[Natural language region descriptions]
________________

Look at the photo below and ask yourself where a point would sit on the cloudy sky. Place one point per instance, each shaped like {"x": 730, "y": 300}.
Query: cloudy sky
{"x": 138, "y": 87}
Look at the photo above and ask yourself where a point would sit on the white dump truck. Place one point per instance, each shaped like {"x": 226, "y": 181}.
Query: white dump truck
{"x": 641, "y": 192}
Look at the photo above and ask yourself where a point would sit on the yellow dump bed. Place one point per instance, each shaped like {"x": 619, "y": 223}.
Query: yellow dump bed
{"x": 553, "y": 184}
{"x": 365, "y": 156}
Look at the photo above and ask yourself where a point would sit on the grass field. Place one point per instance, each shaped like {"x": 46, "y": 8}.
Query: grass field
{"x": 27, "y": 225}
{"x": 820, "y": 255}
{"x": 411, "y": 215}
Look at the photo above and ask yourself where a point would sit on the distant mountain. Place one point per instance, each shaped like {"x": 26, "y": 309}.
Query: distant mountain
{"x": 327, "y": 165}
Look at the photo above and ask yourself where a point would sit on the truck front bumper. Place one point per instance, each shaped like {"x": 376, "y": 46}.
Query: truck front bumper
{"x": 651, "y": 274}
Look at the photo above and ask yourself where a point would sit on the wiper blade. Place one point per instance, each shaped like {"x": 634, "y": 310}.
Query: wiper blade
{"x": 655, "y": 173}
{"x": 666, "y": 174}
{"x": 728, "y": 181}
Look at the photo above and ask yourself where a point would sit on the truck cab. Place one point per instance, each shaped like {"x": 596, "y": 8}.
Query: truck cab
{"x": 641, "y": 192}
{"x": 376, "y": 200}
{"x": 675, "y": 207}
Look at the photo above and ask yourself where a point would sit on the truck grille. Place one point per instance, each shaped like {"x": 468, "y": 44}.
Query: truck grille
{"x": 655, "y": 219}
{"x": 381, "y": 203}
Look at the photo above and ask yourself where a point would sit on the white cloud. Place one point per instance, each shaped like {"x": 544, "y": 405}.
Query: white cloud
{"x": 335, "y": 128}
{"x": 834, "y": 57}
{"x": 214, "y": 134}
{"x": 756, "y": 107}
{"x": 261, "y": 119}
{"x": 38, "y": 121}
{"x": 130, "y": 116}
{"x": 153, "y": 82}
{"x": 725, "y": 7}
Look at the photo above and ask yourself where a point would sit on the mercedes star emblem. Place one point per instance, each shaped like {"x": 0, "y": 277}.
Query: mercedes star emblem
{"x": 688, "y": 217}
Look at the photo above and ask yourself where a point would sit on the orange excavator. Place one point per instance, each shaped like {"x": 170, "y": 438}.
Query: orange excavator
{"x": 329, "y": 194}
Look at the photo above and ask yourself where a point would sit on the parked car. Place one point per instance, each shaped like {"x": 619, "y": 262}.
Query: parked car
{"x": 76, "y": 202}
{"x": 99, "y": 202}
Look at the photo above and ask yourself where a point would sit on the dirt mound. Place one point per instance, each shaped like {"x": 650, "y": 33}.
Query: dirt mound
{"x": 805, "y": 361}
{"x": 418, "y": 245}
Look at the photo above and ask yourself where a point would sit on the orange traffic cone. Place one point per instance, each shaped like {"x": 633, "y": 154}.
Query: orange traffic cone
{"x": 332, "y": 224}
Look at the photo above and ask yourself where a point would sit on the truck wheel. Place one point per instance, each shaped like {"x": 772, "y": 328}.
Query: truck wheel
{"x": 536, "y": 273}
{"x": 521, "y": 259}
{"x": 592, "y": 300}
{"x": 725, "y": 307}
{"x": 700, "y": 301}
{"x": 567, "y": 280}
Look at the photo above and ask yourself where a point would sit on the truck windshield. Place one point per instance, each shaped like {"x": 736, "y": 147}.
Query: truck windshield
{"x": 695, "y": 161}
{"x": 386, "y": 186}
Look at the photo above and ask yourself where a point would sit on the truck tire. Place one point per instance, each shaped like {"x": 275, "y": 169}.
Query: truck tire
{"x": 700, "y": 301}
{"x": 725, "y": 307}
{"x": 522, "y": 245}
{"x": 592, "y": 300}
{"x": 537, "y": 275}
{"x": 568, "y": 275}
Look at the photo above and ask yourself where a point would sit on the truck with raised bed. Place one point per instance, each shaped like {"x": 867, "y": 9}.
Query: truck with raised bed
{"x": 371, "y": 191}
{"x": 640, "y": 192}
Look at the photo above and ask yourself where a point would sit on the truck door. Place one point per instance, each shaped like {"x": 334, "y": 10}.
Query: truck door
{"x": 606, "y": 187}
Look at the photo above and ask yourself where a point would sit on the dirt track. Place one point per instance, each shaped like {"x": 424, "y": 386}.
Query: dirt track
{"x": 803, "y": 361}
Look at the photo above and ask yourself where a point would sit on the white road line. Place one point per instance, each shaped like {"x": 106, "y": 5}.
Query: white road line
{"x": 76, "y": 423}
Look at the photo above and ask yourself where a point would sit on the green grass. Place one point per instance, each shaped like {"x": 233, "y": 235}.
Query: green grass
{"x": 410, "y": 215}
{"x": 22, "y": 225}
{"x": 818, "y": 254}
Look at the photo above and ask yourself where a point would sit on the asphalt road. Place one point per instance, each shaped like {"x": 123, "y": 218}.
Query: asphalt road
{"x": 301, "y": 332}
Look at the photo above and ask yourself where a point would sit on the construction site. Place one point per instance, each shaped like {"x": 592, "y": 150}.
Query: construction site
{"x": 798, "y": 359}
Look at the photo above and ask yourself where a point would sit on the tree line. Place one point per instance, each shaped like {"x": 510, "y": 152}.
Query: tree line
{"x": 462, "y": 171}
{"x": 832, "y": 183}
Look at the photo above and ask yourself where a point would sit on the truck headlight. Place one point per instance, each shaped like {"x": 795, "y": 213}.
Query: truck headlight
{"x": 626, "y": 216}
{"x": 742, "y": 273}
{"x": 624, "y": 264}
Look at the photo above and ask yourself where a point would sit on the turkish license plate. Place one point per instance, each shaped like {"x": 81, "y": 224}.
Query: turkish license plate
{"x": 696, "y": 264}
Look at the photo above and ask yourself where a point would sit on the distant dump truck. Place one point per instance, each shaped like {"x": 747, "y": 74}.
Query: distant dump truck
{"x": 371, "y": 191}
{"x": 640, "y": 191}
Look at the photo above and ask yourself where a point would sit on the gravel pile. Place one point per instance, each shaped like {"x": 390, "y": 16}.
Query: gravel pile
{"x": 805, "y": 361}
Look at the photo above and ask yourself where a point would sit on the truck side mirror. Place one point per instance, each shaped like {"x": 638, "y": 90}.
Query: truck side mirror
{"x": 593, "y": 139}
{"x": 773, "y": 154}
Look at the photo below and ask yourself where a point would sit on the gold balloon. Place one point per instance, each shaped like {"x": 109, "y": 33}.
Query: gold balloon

________________

A faithful, word-for-word copy of the data is the expected answer.

Look at the photo below and ask yourself where a point would sit on the cloudy sky. Place one point per instance, each shaped like {"x": 730, "y": 300}.
Query: cloudy sky
{"x": 138, "y": 87}
Look at the photo above and ask yourself where a point would sit on the white dump truck. Place one point per instance, each shaped like {"x": 226, "y": 181}.
Query: white dump truck
{"x": 641, "y": 192}
Look at the photo above and ask yourself where a point would sit on the yellow dump bed. Place one point per instance, each shaped like {"x": 619, "y": 223}.
Query: yellow dump bed
{"x": 553, "y": 184}
{"x": 365, "y": 156}
Look at the photo above and ask yourself where a point would sit on the grass field. Place one point per instance, each shaped like {"x": 46, "y": 8}.
Query: grass field
{"x": 27, "y": 225}
{"x": 820, "y": 255}
{"x": 411, "y": 215}
Look at the photo above and ask yourself where a point would sit on the distant mountain. Place one point per instance, each shaped like {"x": 26, "y": 309}.
Query: distant mountain
{"x": 327, "y": 165}
Look at the photo above and ask yourself where a point would sit on the truck front bumper. Place one point per instance, each shaped like {"x": 376, "y": 46}.
Query: truck front bumper
{"x": 651, "y": 274}
Look at the photo above and ask yourself where a point would sit on the wiper blade. Place one point per instance, each shaped like {"x": 634, "y": 310}.
Query: wiper blade
{"x": 655, "y": 173}
{"x": 666, "y": 174}
{"x": 728, "y": 181}
Look at the photo above and ask yourself where a point would sit on the truck cab. Place one point per instance, each shaped like {"x": 596, "y": 8}.
Query: truck cab
{"x": 641, "y": 192}
{"x": 376, "y": 200}
{"x": 675, "y": 207}
Look at the photo above and ask yourself where a point would sit on the truck grille. Place one point per instance, each shaped like {"x": 468, "y": 44}.
Query: truck grille
{"x": 655, "y": 219}
{"x": 381, "y": 203}
Look at the photo above and ask yourself where a point would sit on the white cloud. Place one point per instance, each shaped like {"x": 544, "y": 405}.
Query: white cloud
{"x": 335, "y": 128}
{"x": 834, "y": 57}
{"x": 214, "y": 134}
{"x": 756, "y": 107}
{"x": 261, "y": 119}
{"x": 38, "y": 121}
{"x": 130, "y": 116}
{"x": 153, "y": 82}
{"x": 725, "y": 7}
Look at the photo above and ask yourself where a point would sit on the mercedes star emblem. Place one point per instance, each shaped like {"x": 0, "y": 277}.
Query: mercedes star emblem
{"x": 688, "y": 217}
Look at the photo above and ask yourself where a point would sit on the orange excavator. Place one point per instance, each shaped like {"x": 170, "y": 438}.
Query: orange excavator
{"x": 329, "y": 194}
Look at the photo above and ask yourself where a point would sit on the parked car. Place one point per instance, each shaped like {"x": 619, "y": 262}.
Query: parked car
{"x": 76, "y": 202}
{"x": 99, "y": 202}
Look at the photo above and ask yourself where a point would sit on the dirt mound. Place one point per instance, each shaped like {"x": 650, "y": 33}.
Query: dirt mound
{"x": 805, "y": 361}
{"x": 418, "y": 245}
Look at the photo above and ask yourself where a point would sit on the orange traffic cone. Place one point per instance, each shaped like {"x": 633, "y": 154}.
Query: orange traffic cone
{"x": 332, "y": 224}
Look at the photo above and ask yourself where a point would sit on the truck wheel. Place one point per instance, each shaped like {"x": 772, "y": 328}.
Query: truck wheel
{"x": 536, "y": 273}
{"x": 521, "y": 259}
{"x": 592, "y": 300}
{"x": 725, "y": 307}
{"x": 700, "y": 301}
{"x": 567, "y": 280}
Look at the photo above and ask yourself where a point would sit on the truck windshield. Place one point per instance, each shaped like {"x": 736, "y": 147}.
Query: truck windshield
{"x": 695, "y": 161}
{"x": 386, "y": 186}
Look at the photo above and ask yourself where a point would sit on the truck tire. Place one point per instance, each shaped like {"x": 275, "y": 169}.
Query: truck tire
{"x": 700, "y": 301}
{"x": 725, "y": 307}
{"x": 522, "y": 245}
{"x": 592, "y": 300}
{"x": 537, "y": 275}
{"x": 568, "y": 275}
Look at the photo above and ask yourself where a point would sit on the truck with raised bed. Place one point per instance, each shaped like {"x": 867, "y": 9}.
Query: truck with raised bed
{"x": 371, "y": 191}
{"x": 640, "y": 192}
Look at the photo above and ask yourself where a point would sit on the truck door. Place one point per instance, each shaped like {"x": 334, "y": 10}.
Query: truck door
{"x": 606, "y": 187}
Look at the photo above and ask yourself where a point would sit on the dirt track. Place one point per instance, each shaped like {"x": 424, "y": 386}.
Query: dirt track
{"x": 803, "y": 361}
Look at the photo above and ask yourself where a point would sit on the white road line. Place one point per instance, each shaped like {"x": 106, "y": 5}.
Query: white road line
{"x": 76, "y": 423}
Look at the photo above and ask yourself where a point would sit on the green grass. Place one point per instance, each shaped like {"x": 233, "y": 235}.
Query: green grass
{"x": 410, "y": 215}
{"x": 22, "y": 225}
{"x": 818, "y": 254}
Look at the photo above and ask yourself where a point would sit on the asphalt road. Place one point per instance, each shaped like {"x": 123, "y": 218}.
Query: asphalt road
{"x": 301, "y": 332}
Look at the photo above and ask yourself where a point would sit on the construction site. Place one point per instance, each shaped like {"x": 592, "y": 150}.
Query: construction site
{"x": 798, "y": 359}
Look at the photo above and ask yourself where a point would sit on the tree line. Place one point per instance, each shaped like {"x": 510, "y": 152}.
Query: tree line
{"x": 462, "y": 171}
{"x": 832, "y": 183}
Look at the photo above and ask yourself where a point would sit on the truck headlight. Place one point per instance, each shaped like {"x": 795, "y": 213}.
Query: truck headlight
{"x": 626, "y": 216}
{"x": 742, "y": 273}
{"x": 624, "y": 264}
Look at the photo above and ask yourself where a point would sit on the turkish license plate. Place one point per instance, each shaped like {"x": 81, "y": 224}.
Query: turkish license plate
{"x": 696, "y": 264}
Look at the photo above and ask yourself where a point would sit on the distant dump truck. Place one point per instance, each shaped like {"x": 747, "y": 74}.
Query: distant dump truck
{"x": 371, "y": 191}
{"x": 640, "y": 191}
Look at the photo above and ask yourself where a point would sit on the gravel pile. Place one point per instance, each shaped like {"x": 390, "y": 16}.
Query: gravel pile
{"x": 805, "y": 361}
Look at the photo above and ask yourself where a point would sit on the truck side mirror. Place one point per instance, each shaped like {"x": 638, "y": 90}.
Query: truck side mirror
{"x": 593, "y": 139}
{"x": 773, "y": 154}
Look at the photo below and ask yourself where a point would sit on the gold balloon. Place one point per instance, each shaped like {"x": 109, "y": 33}.
Query: gold balloon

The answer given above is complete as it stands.